**PROBLEM TO WORK ON:**
Copy every line from the one containing "Could you point to the green tactics" through the last line of the records below, both included, and nothing else.

**GIVEN INFORMATION:**
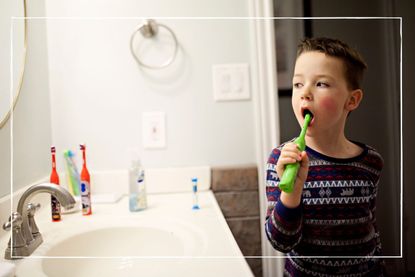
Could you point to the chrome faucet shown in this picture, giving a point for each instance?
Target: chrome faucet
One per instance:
(25, 236)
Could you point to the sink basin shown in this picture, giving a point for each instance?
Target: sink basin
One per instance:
(117, 251)
(116, 247)
(120, 242)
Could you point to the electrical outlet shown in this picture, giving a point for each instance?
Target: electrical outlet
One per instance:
(154, 130)
(231, 82)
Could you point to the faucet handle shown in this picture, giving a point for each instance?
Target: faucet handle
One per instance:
(32, 208)
(15, 221)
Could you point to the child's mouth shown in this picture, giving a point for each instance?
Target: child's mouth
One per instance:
(307, 111)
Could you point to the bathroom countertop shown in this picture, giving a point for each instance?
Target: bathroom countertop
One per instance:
(208, 249)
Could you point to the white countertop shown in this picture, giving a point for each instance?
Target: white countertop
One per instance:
(209, 249)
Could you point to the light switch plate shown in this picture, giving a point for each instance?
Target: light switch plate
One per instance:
(154, 130)
(231, 82)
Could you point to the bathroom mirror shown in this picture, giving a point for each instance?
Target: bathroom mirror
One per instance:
(12, 50)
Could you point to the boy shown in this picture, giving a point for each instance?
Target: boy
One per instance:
(331, 212)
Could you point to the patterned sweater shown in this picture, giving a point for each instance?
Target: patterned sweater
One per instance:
(333, 232)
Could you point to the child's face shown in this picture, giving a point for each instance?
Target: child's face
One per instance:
(320, 86)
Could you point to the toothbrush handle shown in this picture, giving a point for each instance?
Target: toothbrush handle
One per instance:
(288, 177)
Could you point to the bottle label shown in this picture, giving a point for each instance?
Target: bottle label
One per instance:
(56, 209)
(86, 198)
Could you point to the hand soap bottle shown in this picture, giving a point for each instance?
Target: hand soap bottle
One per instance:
(138, 195)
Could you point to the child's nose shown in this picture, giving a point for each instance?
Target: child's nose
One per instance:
(306, 94)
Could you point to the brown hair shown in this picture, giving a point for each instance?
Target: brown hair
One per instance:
(353, 61)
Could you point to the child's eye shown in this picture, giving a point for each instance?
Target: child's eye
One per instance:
(322, 84)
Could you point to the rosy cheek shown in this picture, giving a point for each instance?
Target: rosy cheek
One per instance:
(329, 105)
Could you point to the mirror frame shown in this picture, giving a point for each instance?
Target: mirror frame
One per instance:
(6, 117)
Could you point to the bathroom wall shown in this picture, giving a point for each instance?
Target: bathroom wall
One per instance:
(98, 92)
(31, 117)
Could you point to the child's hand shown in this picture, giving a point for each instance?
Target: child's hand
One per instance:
(291, 154)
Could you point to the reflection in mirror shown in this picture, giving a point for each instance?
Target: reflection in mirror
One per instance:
(12, 29)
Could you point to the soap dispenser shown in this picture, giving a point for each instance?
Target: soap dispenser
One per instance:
(138, 195)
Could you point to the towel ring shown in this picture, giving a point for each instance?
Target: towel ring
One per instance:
(149, 29)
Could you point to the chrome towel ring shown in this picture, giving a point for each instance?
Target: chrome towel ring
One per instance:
(148, 29)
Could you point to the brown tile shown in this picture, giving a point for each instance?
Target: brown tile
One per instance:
(239, 178)
(238, 203)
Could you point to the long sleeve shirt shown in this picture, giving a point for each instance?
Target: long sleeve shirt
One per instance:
(333, 231)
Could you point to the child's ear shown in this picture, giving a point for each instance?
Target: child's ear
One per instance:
(354, 99)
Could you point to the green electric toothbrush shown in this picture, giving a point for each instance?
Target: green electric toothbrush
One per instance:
(291, 170)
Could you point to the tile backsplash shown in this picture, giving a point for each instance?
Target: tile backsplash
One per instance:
(236, 190)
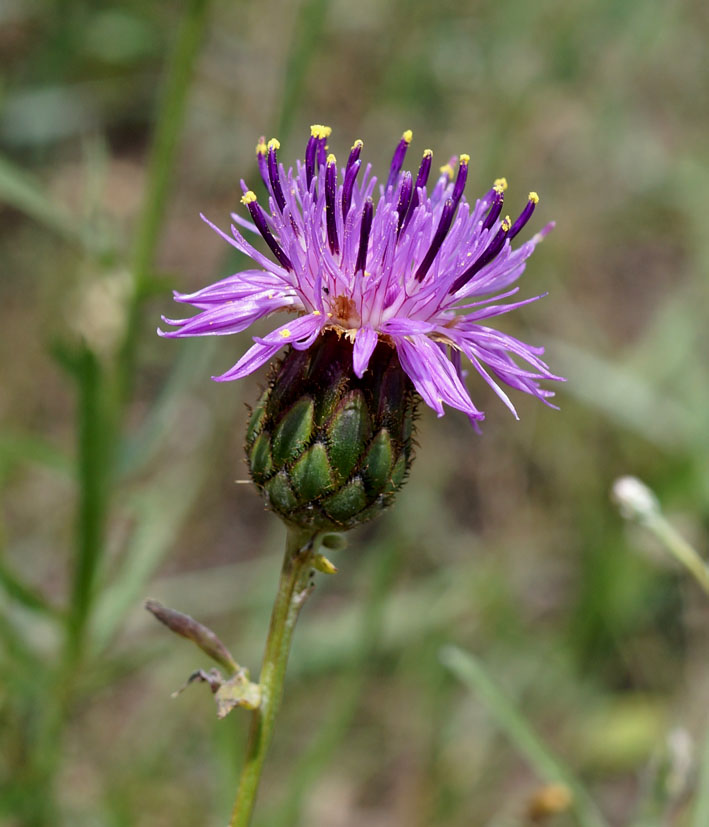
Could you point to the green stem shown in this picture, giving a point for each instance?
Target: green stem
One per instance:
(293, 590)
(680, 548)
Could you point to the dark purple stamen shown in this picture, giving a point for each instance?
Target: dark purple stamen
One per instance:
(525, 215)
(322, 151)
(354, 153)
(274, 175)
(495, 210)
(366, 228)
(330, 193)
(348, 186)
(310, 159)
(261, 150)
(442, 230)
(259, 220)
(398, 159)
(490, 252)
(421, 181)
(404, 199)
(461, 179)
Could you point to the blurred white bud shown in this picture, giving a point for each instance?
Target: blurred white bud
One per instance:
(635, 500)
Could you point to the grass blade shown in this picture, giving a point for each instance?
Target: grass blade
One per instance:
(471, 673)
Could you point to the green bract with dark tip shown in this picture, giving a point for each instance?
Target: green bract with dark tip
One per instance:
(326, 449)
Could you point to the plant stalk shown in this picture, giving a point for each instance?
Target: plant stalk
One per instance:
(293, 589)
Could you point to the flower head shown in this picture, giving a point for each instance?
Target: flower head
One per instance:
(408, 262)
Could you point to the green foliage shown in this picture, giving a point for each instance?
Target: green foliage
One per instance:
(117, 469)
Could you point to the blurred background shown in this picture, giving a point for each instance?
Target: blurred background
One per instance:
(120, 123)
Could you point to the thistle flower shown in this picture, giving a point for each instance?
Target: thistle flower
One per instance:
(384, 300)
(415, 266)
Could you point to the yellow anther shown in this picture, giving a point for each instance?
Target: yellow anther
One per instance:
(321, 563)
(317, 130)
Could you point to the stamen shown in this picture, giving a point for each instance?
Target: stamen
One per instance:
(398, 159)
(274, 175)
(525, 215)
(404, 199)
(461, 179)
(421, 181)
(315, 149)
(447, 169)
(442, 230)
(490, 252)
(354, 153)
(496, 207)
(325, 132)
(261, 150)
(366, 228)
(259, 219)
(330, 193)
(310, 158)
(348, 186)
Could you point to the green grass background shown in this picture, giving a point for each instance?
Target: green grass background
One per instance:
(119, 123)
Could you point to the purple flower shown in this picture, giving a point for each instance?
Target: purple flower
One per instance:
(414, 265)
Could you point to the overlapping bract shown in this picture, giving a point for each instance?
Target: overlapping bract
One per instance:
(415, 266)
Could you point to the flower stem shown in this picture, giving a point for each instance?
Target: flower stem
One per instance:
(293, 589)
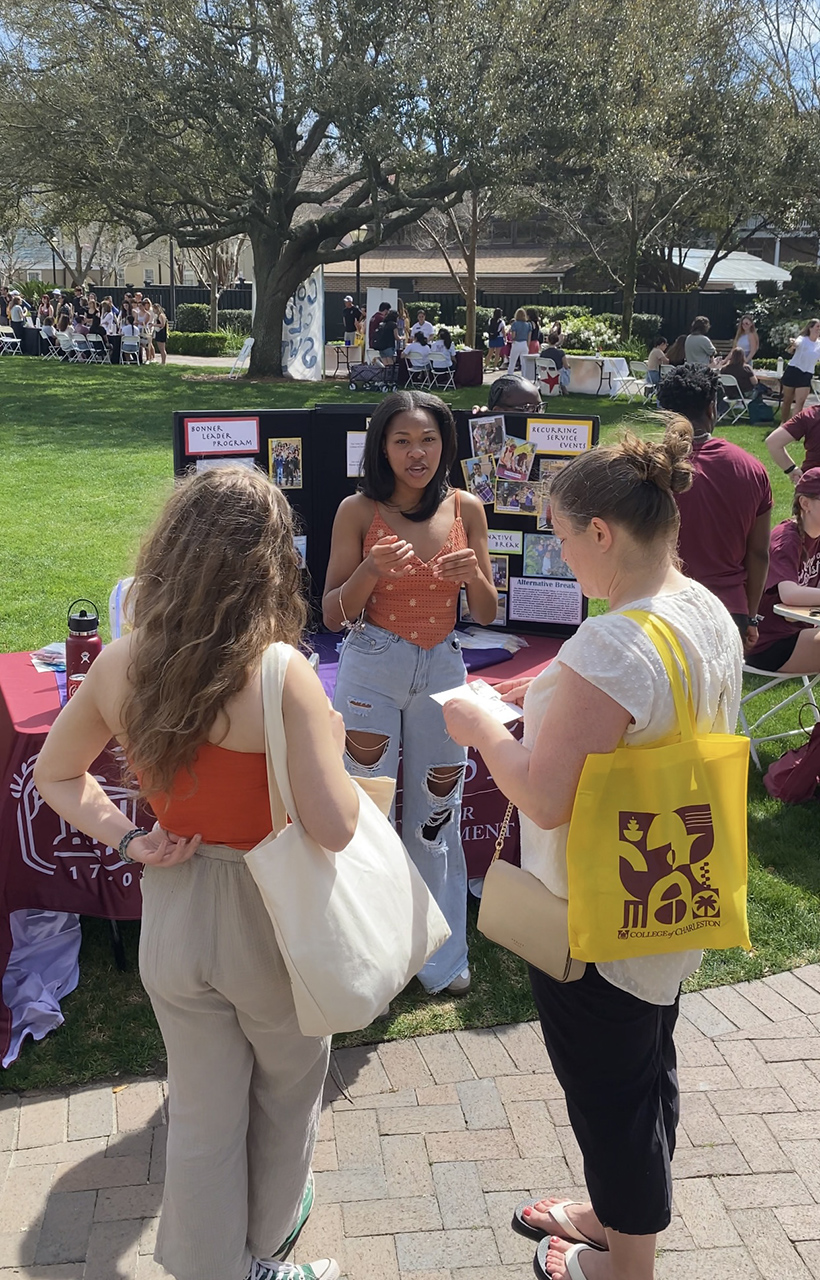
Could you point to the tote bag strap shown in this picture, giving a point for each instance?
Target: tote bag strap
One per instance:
(676, 666)
(274, 668)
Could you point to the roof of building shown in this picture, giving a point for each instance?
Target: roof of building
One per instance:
(738, 270)
(399, 260)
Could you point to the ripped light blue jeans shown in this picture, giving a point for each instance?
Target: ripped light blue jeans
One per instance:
(383, 688)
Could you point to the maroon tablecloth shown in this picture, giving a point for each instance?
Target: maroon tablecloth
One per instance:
(44, 862)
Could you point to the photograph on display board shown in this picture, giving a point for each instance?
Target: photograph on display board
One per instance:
(514, 460)
(480, 476)
(486, 434)
(543, 557)
(546, 469)
(465, 615)
(500, 571)
(516, 498)
(284, 462)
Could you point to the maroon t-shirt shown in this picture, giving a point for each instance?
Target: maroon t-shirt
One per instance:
(791, 560)
(731, 489)
(806, 426)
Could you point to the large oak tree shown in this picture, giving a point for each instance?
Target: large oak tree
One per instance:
(292, 122)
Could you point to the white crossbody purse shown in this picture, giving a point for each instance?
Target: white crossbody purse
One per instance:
(352, 927)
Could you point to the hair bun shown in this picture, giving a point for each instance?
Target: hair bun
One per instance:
(663, 462)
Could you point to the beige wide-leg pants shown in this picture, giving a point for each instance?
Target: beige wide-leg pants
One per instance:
(244, 1086)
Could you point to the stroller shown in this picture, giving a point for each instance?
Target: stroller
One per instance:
(376, 378)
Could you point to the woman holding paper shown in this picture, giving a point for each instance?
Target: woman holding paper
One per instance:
(610, 1033)
(402, 547)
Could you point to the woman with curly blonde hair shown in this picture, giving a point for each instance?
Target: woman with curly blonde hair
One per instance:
(216, 583)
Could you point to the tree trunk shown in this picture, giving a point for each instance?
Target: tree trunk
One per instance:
(630, 283)
(278, 273)
(470, 263)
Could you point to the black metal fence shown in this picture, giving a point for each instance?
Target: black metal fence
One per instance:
(676, 310)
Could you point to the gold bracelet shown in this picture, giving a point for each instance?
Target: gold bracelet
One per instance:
(344, 617)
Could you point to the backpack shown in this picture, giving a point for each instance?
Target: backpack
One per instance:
(796, 776)
(384, 337)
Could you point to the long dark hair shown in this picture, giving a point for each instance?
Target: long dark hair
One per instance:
(378, 478)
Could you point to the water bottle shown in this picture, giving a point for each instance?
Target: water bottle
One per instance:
(82, 644)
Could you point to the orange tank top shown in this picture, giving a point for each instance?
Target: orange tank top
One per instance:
(418, 607)
(230, 804)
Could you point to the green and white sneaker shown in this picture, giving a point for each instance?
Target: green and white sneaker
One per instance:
(305, 1212)
(324, 1269)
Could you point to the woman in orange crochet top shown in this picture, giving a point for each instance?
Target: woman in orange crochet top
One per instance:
(216, 583)
(402, 548)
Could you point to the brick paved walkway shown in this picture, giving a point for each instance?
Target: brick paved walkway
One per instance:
(418, 1168)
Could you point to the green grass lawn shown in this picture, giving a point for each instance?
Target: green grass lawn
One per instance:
(86, 462)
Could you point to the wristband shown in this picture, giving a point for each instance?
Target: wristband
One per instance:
(126, 841)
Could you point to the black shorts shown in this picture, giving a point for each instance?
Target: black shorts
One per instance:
(615, 1060)
(793, 376)
(775, 654)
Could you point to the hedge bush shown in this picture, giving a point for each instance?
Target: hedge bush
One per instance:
(632, 352)
(238, 320)
(646, 327)
(193, 316)
(433, 311)
(197, 343)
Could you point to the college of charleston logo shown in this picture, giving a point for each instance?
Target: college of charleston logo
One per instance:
(664, 871)
(45, 842)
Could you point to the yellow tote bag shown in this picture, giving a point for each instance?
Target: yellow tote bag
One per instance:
(656, 853)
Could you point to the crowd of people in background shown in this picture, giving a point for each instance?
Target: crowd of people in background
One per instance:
(62, 315)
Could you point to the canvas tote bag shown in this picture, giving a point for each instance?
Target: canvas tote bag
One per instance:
(523, 915)
(656, 853)
(352, 927)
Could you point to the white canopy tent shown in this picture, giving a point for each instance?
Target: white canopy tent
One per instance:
(737, 270)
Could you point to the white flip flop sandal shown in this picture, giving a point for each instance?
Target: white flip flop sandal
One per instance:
(571, 1258)
(557, 1212)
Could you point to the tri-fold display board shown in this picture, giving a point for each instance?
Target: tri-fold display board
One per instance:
(505, 460)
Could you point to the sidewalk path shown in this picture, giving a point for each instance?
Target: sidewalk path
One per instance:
(420, 1165)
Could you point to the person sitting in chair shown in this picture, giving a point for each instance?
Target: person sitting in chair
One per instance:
(793, 579)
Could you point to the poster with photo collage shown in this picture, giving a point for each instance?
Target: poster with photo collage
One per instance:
(512, 461)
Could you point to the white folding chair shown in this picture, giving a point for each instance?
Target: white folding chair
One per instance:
(441, 373)
(737, 403)
(418, 371)
(100, 353)
(67, 348)
(9, 343)
(49, 346)
(772, 680)
(546, 376)
(631, 387)
(81, 347)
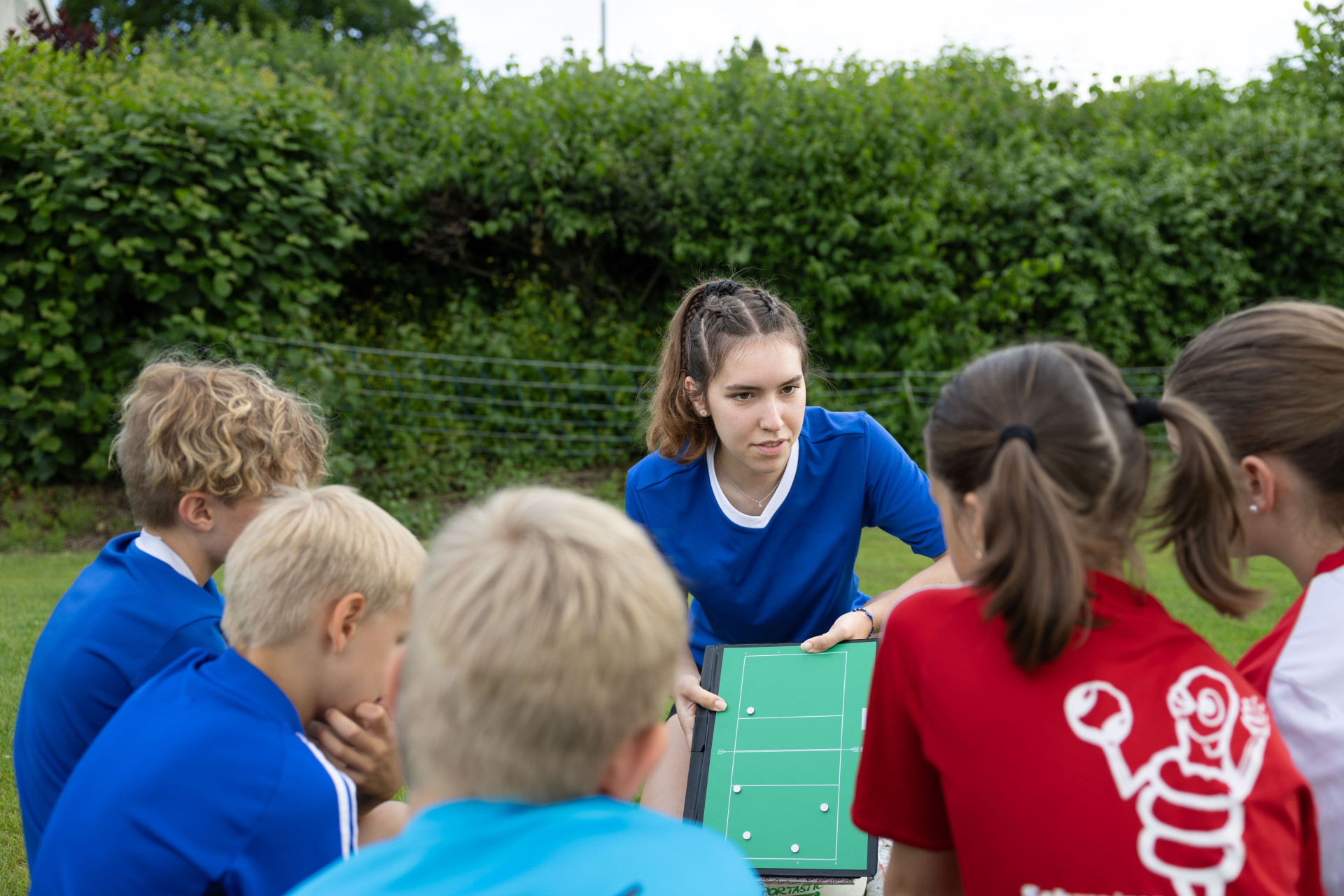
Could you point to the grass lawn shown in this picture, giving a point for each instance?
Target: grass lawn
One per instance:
(30, 586)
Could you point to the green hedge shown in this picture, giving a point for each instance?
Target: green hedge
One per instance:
(134, 200)
(384, 195)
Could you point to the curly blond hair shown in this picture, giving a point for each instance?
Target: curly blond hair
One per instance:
(217, 428)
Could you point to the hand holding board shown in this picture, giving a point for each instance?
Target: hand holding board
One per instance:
(774, 771)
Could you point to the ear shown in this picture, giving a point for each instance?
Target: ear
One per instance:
(974, 520)
(1261, 486)
(393, 679)
(343, 620)
(692, 388)
(634, 761)
(197, 511)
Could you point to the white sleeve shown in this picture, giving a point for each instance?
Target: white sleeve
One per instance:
(1307, 697)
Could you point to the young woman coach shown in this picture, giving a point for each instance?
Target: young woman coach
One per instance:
(758, 501)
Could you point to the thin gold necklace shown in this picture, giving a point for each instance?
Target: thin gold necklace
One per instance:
(761, 503)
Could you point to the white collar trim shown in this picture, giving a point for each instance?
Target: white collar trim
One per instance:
(776, 500)
(159, 550)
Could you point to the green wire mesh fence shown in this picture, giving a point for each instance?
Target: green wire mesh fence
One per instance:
(432, 402)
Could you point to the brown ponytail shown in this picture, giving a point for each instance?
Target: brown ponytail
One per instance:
(1196, 512)
(1032, 559)
(1053, 501)
(1270, 381)
(711, 318)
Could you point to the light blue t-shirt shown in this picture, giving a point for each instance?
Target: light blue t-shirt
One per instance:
(592, 846)
(788, 574)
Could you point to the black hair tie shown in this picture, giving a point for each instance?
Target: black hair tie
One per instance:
(721, 288)
(1145, 412)
(1018, 431)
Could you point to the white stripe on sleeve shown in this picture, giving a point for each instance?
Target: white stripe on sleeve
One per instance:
(346, 806)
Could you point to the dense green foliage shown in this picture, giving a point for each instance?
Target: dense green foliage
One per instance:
(134, 197)
(385, 194)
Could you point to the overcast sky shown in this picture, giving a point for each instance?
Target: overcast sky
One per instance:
(1075, 38)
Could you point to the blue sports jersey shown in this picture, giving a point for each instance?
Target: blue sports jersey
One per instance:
(127, 617)
(202, 783)
(592, 846)
(790, 574)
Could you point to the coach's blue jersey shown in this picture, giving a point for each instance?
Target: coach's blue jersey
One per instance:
(127, 617)
(788, 574)
(593, 846)
(202, 783)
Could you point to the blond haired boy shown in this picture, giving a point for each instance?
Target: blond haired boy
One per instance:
(203, 782)
(545, 636)
(201, 447)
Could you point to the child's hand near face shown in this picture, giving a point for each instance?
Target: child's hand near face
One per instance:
(363, 747)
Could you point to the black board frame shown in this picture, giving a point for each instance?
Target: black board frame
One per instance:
(698, 777)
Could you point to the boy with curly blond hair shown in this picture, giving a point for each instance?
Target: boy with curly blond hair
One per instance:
(204, 780)
(201, 447)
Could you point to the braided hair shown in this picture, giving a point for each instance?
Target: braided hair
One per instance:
(710, 320)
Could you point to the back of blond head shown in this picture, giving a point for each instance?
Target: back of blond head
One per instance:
(308, 548)
(217, 428)
(543, 633)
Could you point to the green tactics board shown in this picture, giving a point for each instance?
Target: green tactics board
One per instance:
(774, 771)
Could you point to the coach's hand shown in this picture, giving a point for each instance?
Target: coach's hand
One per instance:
(851, 626)
(363, 747)
(686, 696)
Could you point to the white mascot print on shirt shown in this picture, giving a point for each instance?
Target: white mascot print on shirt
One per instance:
(1206, 710)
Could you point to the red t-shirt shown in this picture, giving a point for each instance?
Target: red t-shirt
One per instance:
(1138, 763)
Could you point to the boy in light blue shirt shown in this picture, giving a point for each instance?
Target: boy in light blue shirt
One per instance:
(545, 634)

**RESULT:**
Could you point to the green tactics board shown in this picture, giving a point for each instance?
Target: green tactics board
One per instance:
(774, 771)
Could you point to the coach's hand shown in this picture, giving a point for each instance?
Target: coach's hand
One per instance:
(851, 626)
(363, 747)
(686, 696)
Could you point to the white mascot print on shirt shown in this picture, giving a point for each instance?
Target: white mascot print on shirt
One per instance:
(1206, 710)
Could you point to the red t-shirt shown in this picture, giving a point for each instance?
Target: red t-shirt
One per instance:
(1138, 763)
Could you point to the boy in light blue shirt shown in this picture, giving a point for each instance?
Target: boy in light blue shirt
One per instance:
(545, 634)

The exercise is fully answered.